-- begin DOCUMENT SECTION --

Wait why do we have two different charter revision committees?
According to state law, both the mayor and the city council are allowed to appoint a committee to review the city charter, release a report on possible changes to the charter, and then put specific proposals on the ballot for a popular vote. In January of this year, Mayor Bill de Blasio announced that he was going to appoint a commission to review the city charter limited at looking for ways to boost civic participation.
At the same time, members of the City Council, along with Public Advocate Tish James (who is now the frontrunner to become the next Attorney General of New York) were working on a bill to create a commission to review the entire city charter for possible changes.
According to law, the mayor’s commission gets precedence — and any ballot proposals his commission generated would be put on the ballot in November 2018 (during the midterm and statewide elections). The City Council’s charter committee, the first a city council had ever legislated into being, would be stuck on the November 2019 ballot, when no citywide or federal races would be at stake, greatly driving down possible participation.
So we’re going to vote on ballot measures that could change the city charter in a little more than three weeks?
Yep! Last month, the committee appointed by Mayor de Blasio announced the results of a series of citywide community hearings and internet-generated proposals that will be appearing on the ballot. The three measures aim to increase civic participation and lower the barriers of entry for running for elected office:
1) Lower the maximum contribution candidates can accept from contributors if they’re using the city’s public financing program by more than 60% and increase the amount of matching funds available to them through public campaign financing.

-- end DOCUMENT SECTION --
-- begin PROVIDED INFORMATION --

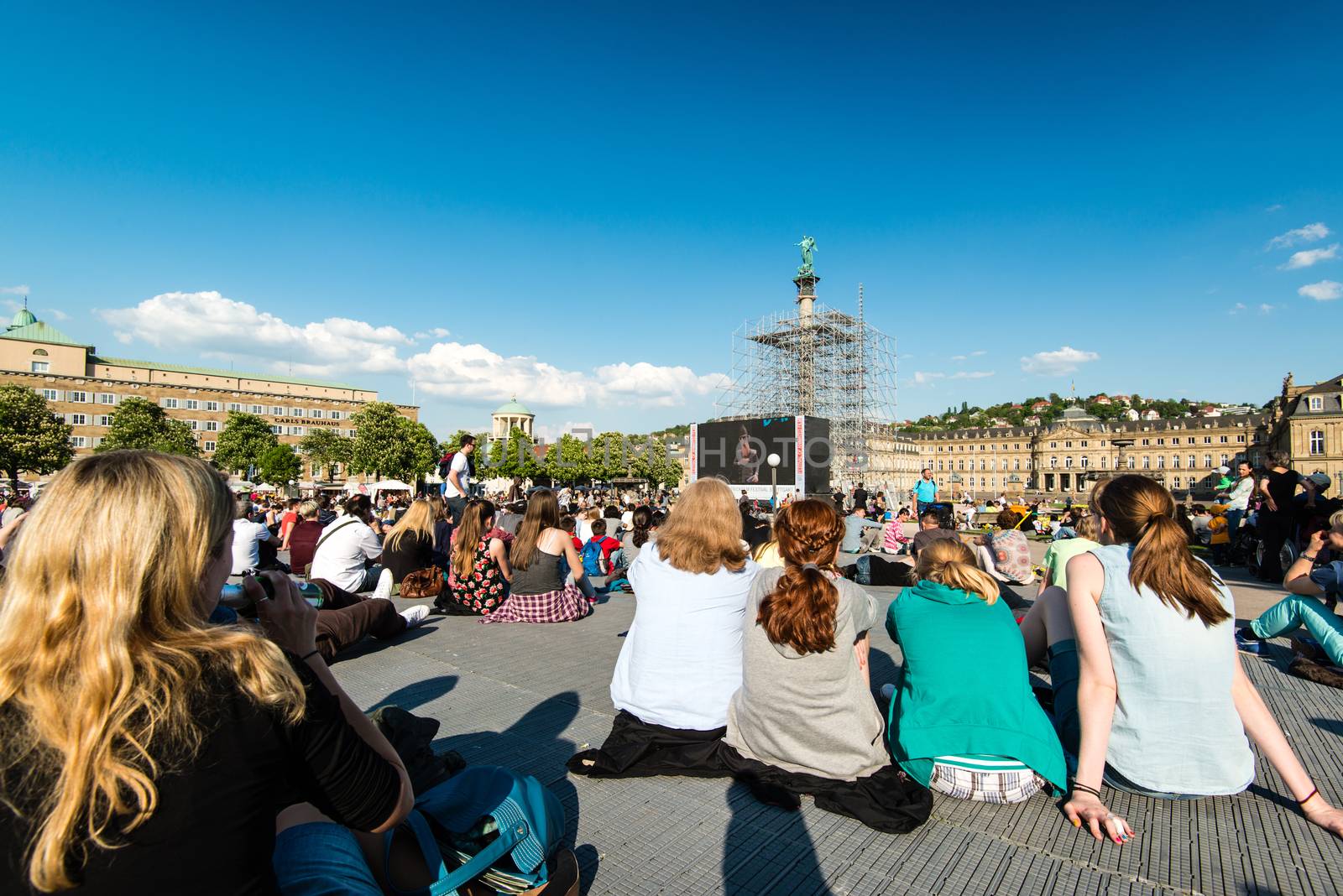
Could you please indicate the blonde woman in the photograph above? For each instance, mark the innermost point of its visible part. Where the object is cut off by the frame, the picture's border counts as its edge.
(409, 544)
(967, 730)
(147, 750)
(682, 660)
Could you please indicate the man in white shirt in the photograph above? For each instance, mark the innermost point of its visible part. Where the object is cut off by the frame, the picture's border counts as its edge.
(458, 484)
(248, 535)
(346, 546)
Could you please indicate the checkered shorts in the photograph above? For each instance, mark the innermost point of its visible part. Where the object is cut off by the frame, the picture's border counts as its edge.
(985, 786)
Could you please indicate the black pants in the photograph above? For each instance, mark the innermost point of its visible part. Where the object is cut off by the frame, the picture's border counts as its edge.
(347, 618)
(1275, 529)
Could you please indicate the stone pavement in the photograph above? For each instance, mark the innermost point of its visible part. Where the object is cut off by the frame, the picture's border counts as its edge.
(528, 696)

-- end PROVIDED INFORMATION --
-- begin PROVIDED INFORMATION --

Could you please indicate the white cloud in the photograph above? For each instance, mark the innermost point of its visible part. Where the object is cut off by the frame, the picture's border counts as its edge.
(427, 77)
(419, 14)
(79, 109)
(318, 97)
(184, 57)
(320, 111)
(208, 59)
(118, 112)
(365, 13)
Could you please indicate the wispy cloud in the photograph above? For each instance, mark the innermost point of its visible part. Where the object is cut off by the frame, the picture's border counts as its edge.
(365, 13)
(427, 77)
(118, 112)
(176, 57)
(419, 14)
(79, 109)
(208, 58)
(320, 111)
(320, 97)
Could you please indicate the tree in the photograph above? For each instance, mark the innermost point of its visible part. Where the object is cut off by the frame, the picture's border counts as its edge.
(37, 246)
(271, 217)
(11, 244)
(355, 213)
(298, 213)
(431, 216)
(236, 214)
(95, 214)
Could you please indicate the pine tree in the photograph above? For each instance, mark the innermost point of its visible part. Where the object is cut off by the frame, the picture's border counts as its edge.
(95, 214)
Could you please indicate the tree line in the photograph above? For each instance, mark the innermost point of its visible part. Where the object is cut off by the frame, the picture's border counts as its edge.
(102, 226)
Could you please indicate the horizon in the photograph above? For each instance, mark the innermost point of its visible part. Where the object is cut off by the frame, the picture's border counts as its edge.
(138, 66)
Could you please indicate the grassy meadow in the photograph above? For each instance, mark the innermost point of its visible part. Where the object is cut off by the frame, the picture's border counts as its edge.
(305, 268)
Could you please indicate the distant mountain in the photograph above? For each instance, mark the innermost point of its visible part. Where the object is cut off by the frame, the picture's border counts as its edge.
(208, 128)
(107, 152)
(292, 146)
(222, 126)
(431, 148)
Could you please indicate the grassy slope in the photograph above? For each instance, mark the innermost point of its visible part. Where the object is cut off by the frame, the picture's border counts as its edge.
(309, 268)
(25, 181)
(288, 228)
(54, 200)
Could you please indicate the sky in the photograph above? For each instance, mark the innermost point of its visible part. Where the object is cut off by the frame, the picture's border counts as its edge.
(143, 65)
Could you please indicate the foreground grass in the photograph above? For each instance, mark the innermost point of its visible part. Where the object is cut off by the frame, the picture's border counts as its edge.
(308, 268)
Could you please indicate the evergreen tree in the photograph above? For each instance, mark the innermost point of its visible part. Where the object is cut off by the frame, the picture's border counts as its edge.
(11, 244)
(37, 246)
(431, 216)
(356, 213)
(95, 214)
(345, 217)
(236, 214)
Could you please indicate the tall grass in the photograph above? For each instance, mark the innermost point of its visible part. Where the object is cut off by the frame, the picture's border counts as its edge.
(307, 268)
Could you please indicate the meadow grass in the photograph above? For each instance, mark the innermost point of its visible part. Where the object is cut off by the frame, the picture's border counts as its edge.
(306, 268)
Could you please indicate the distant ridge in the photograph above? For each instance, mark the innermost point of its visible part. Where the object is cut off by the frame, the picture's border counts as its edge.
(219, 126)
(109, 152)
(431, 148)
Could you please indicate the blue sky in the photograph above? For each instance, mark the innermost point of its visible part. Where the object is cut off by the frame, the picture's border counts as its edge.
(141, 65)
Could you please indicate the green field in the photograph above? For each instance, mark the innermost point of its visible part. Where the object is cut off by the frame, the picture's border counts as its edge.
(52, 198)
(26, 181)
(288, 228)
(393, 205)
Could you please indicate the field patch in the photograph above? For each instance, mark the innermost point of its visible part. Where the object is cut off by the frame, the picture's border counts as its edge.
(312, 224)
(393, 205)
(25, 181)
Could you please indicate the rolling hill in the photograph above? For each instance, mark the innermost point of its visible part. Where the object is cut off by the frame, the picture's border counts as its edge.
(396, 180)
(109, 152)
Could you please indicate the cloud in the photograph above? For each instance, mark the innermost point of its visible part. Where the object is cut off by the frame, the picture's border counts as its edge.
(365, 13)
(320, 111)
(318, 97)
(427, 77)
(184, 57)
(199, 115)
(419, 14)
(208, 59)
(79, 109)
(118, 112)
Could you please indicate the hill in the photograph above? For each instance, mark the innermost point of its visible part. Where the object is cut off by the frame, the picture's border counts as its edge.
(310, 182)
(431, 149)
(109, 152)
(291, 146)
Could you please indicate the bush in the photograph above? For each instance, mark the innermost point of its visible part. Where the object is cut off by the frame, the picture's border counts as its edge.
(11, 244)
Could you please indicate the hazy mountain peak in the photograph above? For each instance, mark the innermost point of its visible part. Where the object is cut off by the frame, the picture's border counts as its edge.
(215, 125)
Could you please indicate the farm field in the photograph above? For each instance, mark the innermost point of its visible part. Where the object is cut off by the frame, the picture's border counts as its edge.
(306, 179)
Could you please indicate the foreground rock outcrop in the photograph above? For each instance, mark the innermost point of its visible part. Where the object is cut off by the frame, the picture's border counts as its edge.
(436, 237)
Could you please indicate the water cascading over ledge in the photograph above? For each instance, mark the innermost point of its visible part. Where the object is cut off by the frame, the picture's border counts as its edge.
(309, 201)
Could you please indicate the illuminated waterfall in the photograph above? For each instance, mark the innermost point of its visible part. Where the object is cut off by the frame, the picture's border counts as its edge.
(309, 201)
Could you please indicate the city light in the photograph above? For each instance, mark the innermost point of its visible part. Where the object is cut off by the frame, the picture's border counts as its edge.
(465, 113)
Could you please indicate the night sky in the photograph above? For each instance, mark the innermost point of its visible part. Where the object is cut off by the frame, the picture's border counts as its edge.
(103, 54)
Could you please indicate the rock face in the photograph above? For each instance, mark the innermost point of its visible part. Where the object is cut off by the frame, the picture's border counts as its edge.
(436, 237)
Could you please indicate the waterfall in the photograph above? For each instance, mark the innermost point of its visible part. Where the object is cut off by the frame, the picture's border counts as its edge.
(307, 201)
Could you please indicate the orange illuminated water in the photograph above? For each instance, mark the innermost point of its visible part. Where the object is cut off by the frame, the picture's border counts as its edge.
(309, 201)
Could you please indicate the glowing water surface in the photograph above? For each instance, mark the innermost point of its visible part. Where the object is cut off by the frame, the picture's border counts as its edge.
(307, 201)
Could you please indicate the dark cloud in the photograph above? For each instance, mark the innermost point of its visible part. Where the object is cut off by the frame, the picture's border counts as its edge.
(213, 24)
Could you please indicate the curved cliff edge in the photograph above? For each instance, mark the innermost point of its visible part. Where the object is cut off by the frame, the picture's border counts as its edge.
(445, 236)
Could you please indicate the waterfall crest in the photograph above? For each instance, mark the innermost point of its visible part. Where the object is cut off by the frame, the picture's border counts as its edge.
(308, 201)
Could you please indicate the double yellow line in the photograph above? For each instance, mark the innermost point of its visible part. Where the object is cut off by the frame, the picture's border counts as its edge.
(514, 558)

-- end PROVIDED INFORMATION --

GIVEN INSTRUCTION: Repeat, word for word, everything in the charter revision text from "Wait why do" down to "for possible changes.".

COMPLETE ANSWER:
Wait why do we have two different charter revision committees?
According to state law, both the mayor and the city council are allowed to appoint a committee to review the city charter, release a report on possible changes to the charter, and then put specific proposals on the ballot for a popular vote. In January of this year, Mayor Bill de Blasio announced that he was going to appoint a commission to review the city charter limited at looking for ways to boost civic participation.
At the same time, members of the City Council, along with Public Advocate Tish James (who is now the frontrunner to become the next Attorney General of New York) were working on a bill to create a commission to review the entire city charter for possible changes.